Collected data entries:
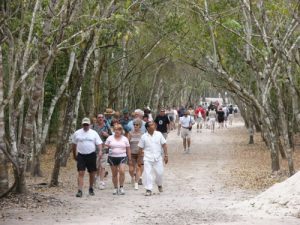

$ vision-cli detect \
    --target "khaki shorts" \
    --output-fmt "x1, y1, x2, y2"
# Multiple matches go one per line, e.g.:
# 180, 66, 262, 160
181, 128, 192, 138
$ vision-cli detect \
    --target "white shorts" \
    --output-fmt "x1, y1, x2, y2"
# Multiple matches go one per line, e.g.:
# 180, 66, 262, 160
181, 127, 192, 138
197, 117, 203, 124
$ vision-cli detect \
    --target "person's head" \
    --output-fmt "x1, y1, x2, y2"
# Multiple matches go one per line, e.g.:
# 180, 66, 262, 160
133, 119, 142, 131
113, 123, 123, 137
97, 114, 104, 124
110, 118, 120, 127
114, 111, 121, 119
145, 121, 156, 133
134, 109, 144, 119
143, 114, 149, 123
159, 108, 166, 116
183, 110, 190, 117
122, 109, 129, 117
81, 117, 91, 131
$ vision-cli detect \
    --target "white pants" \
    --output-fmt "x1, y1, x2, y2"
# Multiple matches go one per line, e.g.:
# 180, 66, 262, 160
143, 159, 164, 190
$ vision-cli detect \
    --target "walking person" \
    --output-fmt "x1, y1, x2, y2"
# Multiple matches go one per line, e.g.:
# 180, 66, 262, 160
138, 121, 168, 196
208, 108, 217, 133
228, 105, 234, 126
217, 107, 225, 128
177, 110, 195, 153
105, 124, 132, 195
154, 108, 170, 139
72, 118, 102, 197
128, 119, 144, 190
92, 114, 112, 190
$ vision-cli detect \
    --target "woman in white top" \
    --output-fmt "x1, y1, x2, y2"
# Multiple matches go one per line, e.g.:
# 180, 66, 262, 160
208, 109, 217, 132
105, 124, 131, 195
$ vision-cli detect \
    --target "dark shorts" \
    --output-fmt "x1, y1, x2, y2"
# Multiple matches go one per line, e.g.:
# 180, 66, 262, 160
77, 152, 97, 173
107, 156, 127, 166
131, 154, 144, 165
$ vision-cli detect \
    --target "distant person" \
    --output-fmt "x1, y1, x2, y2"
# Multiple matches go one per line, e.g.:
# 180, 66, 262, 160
217, 107, 225, 128
92, 114, 112, 190
127, 109, 146, 134
228, 105, 234, 126
128, 119, 144, 190
208, 108, 217, 133
195, 105, 206, 132
177, 110, 195, 153
154, 108, 170, 139
72, 118, 102, 197
138, 121, 168, 196
105, 124, 132, 195
120, 109, 131, 134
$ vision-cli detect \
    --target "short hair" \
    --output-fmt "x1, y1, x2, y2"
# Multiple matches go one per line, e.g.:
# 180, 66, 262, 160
114, 123, 124, 133
145, 121, 154, 130
133, 119, 143, 127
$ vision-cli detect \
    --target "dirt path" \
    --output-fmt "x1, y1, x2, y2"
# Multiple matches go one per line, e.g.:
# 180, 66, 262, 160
0, 124, 300, 225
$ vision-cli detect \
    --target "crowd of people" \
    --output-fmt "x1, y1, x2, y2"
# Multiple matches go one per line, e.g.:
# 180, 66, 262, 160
72, 104, 235, 197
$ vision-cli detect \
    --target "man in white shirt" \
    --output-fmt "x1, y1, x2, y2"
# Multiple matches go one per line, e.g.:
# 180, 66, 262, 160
177, 110, 195, 153
72, 118, 102, 197
138, 121, 168, 196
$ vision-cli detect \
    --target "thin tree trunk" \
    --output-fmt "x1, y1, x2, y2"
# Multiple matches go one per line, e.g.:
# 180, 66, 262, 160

◆ Short task ◆
Lay out the lines above as a Markdown table with the columns "No." and "Line", numbering each row and omitting blank lines and pictures.

◆ The reply ◆
| No. | Line |
|---|---|
| 1 | $ vision-cli detect \ |
| 2 |     --target "khaki shorts" \ |
| 3 |     --output-fmt "x1, y1, x2, y2" |
| 4 | # Multiple matches go one per line, e.g.: |
| 5 | # 180, 66, 262, 160 |
| 6 | 181, 128, 192, 138 |
| 7 | $ vision-cli detect \ |
| 8 |     --target "white shorts" \ |
| 9 |     --output-fmt "x1, y1, x2, y2" |
| 10 | # Multiple matches go one per line, e.g.: |
| 11 | # 180, 66, 262, 160 |
| 12 | 181, 127, 192, 138 |
| 13 | 197, 117, 203, 124 |
| 14 | $ vision-cli detect \ |
| 15 |     --target "person's head" \ |
| 16 |     --output-fmt "x1, y1, x2, y2" |
| 17 | # Multiple matches go one per line, e.g.: |
| 18 | # 180, 66, 262, 160 |
| 19 | 133, 119, 142, 131 |
| 20 | 113, 123, 123, 137 |
| 21 | 97, 114, 104, 124 |
| 22 | 110, 118, 120, 127 |
| 23 | 114, 111, 121, 119 |
| 24 | 145, 121, 156, 133 |
| 25 | 134, 109, 144, 119 |
| 26 | 143, 114, 149, 123 |
| 27 | 159, 108, 166, 116 |
| 28 | 183, 110, 190, 117 |
| 29 | 122, 109, 129, 117 |
| 30 | 81, 117, 91, 131 |
| 31 | $ vision-cli detect \ |
| 32 |     --target "white pants" \ |
| 33 |     --output-fmt "x1, y1, x2, y2" |
| 34 | # Multiple matches go one per line, e.g.: |
| 35 | # 180, 66, 262, 160 |
| 36 | 143, 159, 164, 190 |
| 37 | $ vision-cli detect \ |
| 38 |     --target "walking person" \ |
| 39 |     --output-fmt "x1, y1, x2, y2" |
| 40 | # Multiple matches go one per line, e.g.: |
| 41 | # 180, 66, 262, 160 |
| 42 | 138, 121, 168, 196 |
| 43 | 208, 108, 217, 133 |
| 44 | 228, 105, 234, 126 |
| 45 | 217, 107, 225, 128 |
| 46 | 177, 110, 195, 153 |
| 47 | 105, 124, 132, 195 |
| 48 | 154, 108, 170, 139 |
| 49 | 72, 118, 102, 197 |
| 50 | 128, 119, 144, 190 |
| 51 | 92, 114, 112, 190 |
| 52 | $ vision-cli detect \ |
| 53 |     --target "woman in white top" \ |
| 54 |     --output-fmt "x1, y1, x2, y2" |
| 55 | # Multiple matches go one per line, e.g.: |
| 56 | # 180, 66, 262, 160 |
| 57 | 208, 109, 217, 132 |
| 58 | 105, 124, 131, 195 |
| 59 | $ vision-cli detect \ |
| 60 |     --target "dark shorts" \ |
| 61 |     --output-fmt "x1, y1, x2, y2" |
| 62 | # Multiple matches go one per line, e.g.: |
| 63 | # 180, 66, 262, 160 |
| 64 | 77, 152, 97, 173 |
| 65 | 107, 156, 127, 166 |
| 66 | 131, 154, 144, 165 |
| 67 | $ vision-cli detect \ |
| 68 |     --target "distant person" \ |
| 69 |     --output-fmt "x1, y1, x2, y2" |
| 70 | # Multiple matches go one per line, e.g.: |
| 71 | # 180, 66, 262, 160 |
| 72 | 217, 107, 225, 128 |
| 73 | 92, 114, 112, 190 |
| 74 | 127, 109, 146, 134 |
| 75 | 228, 105, 234, 126 |
| 76 | 128, 119, 144, 190 |
| 77 | 208, 108, 217, 133 |
| 78 | 195, 105, 206, 132 |
| 79 | 177, 110, 195, 153 |
| 80 | 154, 108, 170, 139 |
| 81 | 72, 118, 102, 197 |
| 82 | 138, 121, 168, 196 |
| 83 | 105, 124, 132, 195 |
| 84 | 120, 109, 131, 134 |
| 85 | $ vision-cli detect \ |
| 86 |     --target "short hair" \ |
| 87 |     --output-fmt "x1, y1, x2, y2" |
| 88 | # Multiple matches go one per line, e.g.: |
| 89 | # 180, 66, 262, 160 |
| 90 | 114, 123, 124, 133 |
| 91 | 145, 121, 154, 130 |
| 92 | 133, 119, 143, 127 |
| 93 | $ vision-cli detect \ |
| 94 |     --target "dirt path" \ |
| 95 |     --output-fmt "x1, y1, x2, y2" |
| 96 | # Multiple matches go one per line, e.g.: |
| 97 | # 180, 66, 262, 160 |
| 98 | 0, 124, 300, 225 |
| 99 | $ vision-cli detect \ |
| 100 |     --target "crowd of people" \ |
| 101 |     --output-fmt "x1, y1, x2, y2" |
| 102 | # Multiple matches go one per line, e.g.: |
| 103 | # 180, 66, 262, 160 |
| 104 | 72, 104, 235, 197 |
| 105 | $ vision-cli detect \ |
| 106 |     --target "man in white shirt" \ |
| 107 |     --output-fmt "x1, y1, x2, y2" |
| 108 | # Multiple matches go one per line, e.g.: |
| 109 | # 180, 66, 262, 160 |
| 110 | 177, 110, 195, 153 |
| 111 | 72, 118, 102, 197 |
| 112 | 138, 121, 168, 196 |
| 113 | $ vision-cli detect \ |
| 114 |     --target "thin tree trunk" \ |
| 115 |     --output-fmt "x1, y1, x2, y2" |
| 116 | # Multiple matches go one per line, e.g.: |
| 117 | # 180, 66, 262, 160 |